→ **Provided data**:
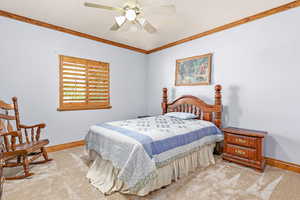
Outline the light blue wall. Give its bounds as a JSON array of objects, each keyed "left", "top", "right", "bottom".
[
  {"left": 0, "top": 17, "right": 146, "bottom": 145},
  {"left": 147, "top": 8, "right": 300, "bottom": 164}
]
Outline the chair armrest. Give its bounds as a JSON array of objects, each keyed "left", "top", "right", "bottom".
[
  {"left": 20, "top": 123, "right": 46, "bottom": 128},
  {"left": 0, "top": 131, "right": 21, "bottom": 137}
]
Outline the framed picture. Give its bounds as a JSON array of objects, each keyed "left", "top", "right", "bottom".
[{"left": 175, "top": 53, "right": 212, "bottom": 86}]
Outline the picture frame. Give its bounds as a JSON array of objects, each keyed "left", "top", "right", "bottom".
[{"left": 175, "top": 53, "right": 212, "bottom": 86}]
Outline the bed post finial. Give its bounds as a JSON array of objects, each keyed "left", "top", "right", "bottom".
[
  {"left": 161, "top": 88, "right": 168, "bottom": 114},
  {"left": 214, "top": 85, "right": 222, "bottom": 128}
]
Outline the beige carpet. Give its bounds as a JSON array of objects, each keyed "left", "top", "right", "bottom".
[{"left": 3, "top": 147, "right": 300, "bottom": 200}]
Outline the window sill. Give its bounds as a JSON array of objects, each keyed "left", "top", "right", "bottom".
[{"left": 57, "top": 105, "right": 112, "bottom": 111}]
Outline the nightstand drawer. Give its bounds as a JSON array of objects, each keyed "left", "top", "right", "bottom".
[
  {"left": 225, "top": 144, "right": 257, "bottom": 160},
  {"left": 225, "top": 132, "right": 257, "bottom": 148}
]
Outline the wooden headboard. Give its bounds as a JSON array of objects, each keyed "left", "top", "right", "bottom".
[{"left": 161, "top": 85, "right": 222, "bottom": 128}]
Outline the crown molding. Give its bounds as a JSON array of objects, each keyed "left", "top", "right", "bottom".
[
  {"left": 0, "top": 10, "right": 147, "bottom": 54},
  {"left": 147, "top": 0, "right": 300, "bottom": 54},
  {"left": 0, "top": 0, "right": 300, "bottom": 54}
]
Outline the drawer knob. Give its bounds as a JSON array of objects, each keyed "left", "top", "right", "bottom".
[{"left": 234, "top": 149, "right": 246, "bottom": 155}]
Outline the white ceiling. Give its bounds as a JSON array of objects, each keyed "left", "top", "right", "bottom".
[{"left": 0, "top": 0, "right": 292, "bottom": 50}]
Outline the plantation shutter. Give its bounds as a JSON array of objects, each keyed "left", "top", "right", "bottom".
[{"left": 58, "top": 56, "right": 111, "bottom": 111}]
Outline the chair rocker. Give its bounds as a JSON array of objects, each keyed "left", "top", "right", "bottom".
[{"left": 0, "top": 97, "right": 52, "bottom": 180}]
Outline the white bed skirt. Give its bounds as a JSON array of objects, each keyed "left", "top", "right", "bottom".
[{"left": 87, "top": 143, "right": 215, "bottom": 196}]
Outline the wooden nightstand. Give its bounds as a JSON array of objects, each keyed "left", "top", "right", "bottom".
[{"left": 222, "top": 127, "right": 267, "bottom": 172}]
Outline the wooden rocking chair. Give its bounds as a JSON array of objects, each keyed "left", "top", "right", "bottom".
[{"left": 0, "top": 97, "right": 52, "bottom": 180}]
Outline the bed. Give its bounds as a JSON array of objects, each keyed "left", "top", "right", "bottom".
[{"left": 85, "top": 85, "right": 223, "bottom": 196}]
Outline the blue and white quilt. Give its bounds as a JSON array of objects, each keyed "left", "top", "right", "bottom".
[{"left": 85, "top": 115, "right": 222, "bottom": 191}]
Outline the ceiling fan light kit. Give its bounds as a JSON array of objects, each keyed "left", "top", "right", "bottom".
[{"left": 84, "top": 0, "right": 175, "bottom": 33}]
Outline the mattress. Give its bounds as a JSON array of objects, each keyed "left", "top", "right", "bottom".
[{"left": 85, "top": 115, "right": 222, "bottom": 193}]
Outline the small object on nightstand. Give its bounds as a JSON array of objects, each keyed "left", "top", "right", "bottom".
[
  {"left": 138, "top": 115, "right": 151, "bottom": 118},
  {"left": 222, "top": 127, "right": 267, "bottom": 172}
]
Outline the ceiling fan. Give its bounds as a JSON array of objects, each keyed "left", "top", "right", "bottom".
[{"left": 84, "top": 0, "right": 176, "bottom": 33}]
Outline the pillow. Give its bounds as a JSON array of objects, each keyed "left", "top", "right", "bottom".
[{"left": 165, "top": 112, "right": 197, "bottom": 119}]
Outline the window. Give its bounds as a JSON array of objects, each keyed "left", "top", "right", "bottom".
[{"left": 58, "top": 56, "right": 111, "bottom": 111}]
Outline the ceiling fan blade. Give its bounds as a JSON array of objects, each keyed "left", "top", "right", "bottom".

→ **Exercise brief**: Reproduce all of the material above with every occurrence of "bounds" swapped for "coordinates" and nothing else altered. Omit the pictures from your output.

→ **Exercise response**:
Outline the light blue wall. Give its coordinates as a JSON array of objects, each keyed "left", "top", "right", "bottom".
[
  {"left": 0, "top": 17, "right": 146, "bottom": 145},
  {"left": 147, "top": 8, "right": 300, "bottom": 164}
]
Outline the chair armrest. Give its coordinates as a JSON array of objects, each keyed "left", "top", "right", "bottom".
[
  {"left": 20, "top": 123, "right": 46, "bottom": 128},
  {"left": 0, "top": 131, "right": 21, "bottom": 137}
]
Outline the framed picture. Give its coordinates as a JSON array of objects, each keyed "left", "top", "right", "bottom".
[{"left": 175, "top": 53, "right": 212, "bottom": 86}]
Outline the picture frame. Give its coordinates as a JSON array of objects, each keyed "left", "top", "right", "bottom".
[{"left": 175, "top": 53, "right": 212, "bottom": 86}]
Outline the bed post finial. Give its coordinates as a JSON array of objects, each keyed "left", "top", "right", "bottom".
[
  {"left": 161, "top": 88, "right": 168, "bottom": 114},
  {"left": 214, "top": 85, "right": 222, "bottom": 128}
]
Outline the beige carpet. Give its coordinates as a JSON array of objects, each keyed "left", "top", "right", "bottom".
[{"left": 3, "top": 147, "right": 300, "bottom": 200}]
Outline the window sill. Give its coordinates as a JSON array of objects, each keyed "left", "top", "right", "bottom".
[{"left": 57, "top": 105, "right": 112, "bottom": 111}]
Outline the nightstand drawer. Give its coordinates as a JSON array of objects, each keyed "left", "top", "right", "bottom".
[
  {"left": 225, "top": 144, "right": 257, "bottom": 160},
  {"left": 225, "top": 132, "right": 257, "bottom": 148}
]
Outline the wooden headboard. Give its coordinates as a JSON array of objects, each keyed "left", "top", "right", "bottom".
[{"left": 161, "top": 85, "right": 222, "bottom": 128}]
Outline the crown molding. Give its coordinates as a JSON array of objects, each keyed "left", "top", "right", "bottom".
[
  {"left": 0, "top": 10, "right": 147, "bottom": 54},
  {"left": 147, "top": 0, "right": 300, "bottom": 54},
  {"left": 0, "top": 0, "right": 300, "bottom": 54}
]
Outline the drawer knob. Give its coordinates as a JSON array of objects, each keyed "left", "top", "right", "bottom".
[{"left": 234, "top": 149, "right": 246, "bottom": 155}]
Outline the white ceiling. Give its coordinates as a JSON array of objects, each keyed "left", "top", "right", "bottom".
[{"left": 0, "top": 0, "right": 292, "bottom": 50}]
Outline the plantation shutter. Give its coordinates as a JSON array of objects, each keyed "left", "top", "right", "bottom".
[{"left": 58, "top": 56, "right": 111, "bottom": 111}]
Outline the chair rocker. Give its coordinates as a JSON array of objects, each keyed "left", "top", "right", "bottom".
[{"left": 0, "top": 97, "right": 52, "bottom": 180}]
Outline the white bed skirt. Give its coordinates as a JSON array of objects, each keyed "left", "top", "right", "bottom".
[{"left": 87, "top": 143, "right": 215, "bottom": 196}]
Outline the wooden nightstand. Give its coordinates as a JSON array of objects, each keyed "left", "top", "right", "bottom".
[{"left": 222, "top": 127, "right": 267, "bottom": 172}]
Outline the wooden rocking chair. Give its coordinates as a JSON array of objects, each keyed "left", "top", "right", "bottom".
[{"left": 0, "top": 97, "right": 52, "bottom": 180}]
Outline the bed. Give its coordinates as a JSON array of objects, each keyed "left", "top", "right", "bottom".
[{"left": 85, "top": 85, "right": 223, "bottom": 196}]
Outline the blue and white quilt. Give its coordinates as a JSON array of objects, each keyed "left", "top", "right", "bottom".
[{"left": 85, "top": 115, "right": 222, "bottom": 191}]
Outline the ceiling fan light kit. Give its coordinates as a JSON array of objects, each keyed "left", "top", "right", "bottom".
[{"left": 84, "top": 0, "right": 175, "bottom": 33}]
Outline the mattress. Give its coordinates as a JSON array of objects, each keyed "left", "top", "right", "bottom".
[{"left": 85, "top": 115, "right": 222, "bottom": 193}]
Outline the small object on nightstand. Give its coordinates as a JSON array of objects, each keyed "left", "top", "right", "bottom".
[
  {"left": 138, "top": 115, "right": 151, "bottom": 118},
  {"left": 222, "top": 127, "right": 267, "bottom": 172}
]
Outline the ceiling fan. Give its coordinates as a JSON array of objects, each keyed "left", "top", "right", "bottom".
[{"left": 84, "top": 0, "right": 176, "bottom": 33}]
Outline the pillow. Give its coordinates as a JSON array of objects, each keyed "left", "top", "right", "bottom".
[{"left": 165, "top": 112, "right": 197, "bottom": 119}]
Outline the window. Give its coordinates as a JSON array of objects, each keyed "left", "top", "right", "bottom".
[{"left": 58, "top": 56, "right": 111, "bottom": 111}]
Outline the ceiling fan blade. Give its coordinates as a JSON array of objects, each keyed "left", "top", "right", "bottom".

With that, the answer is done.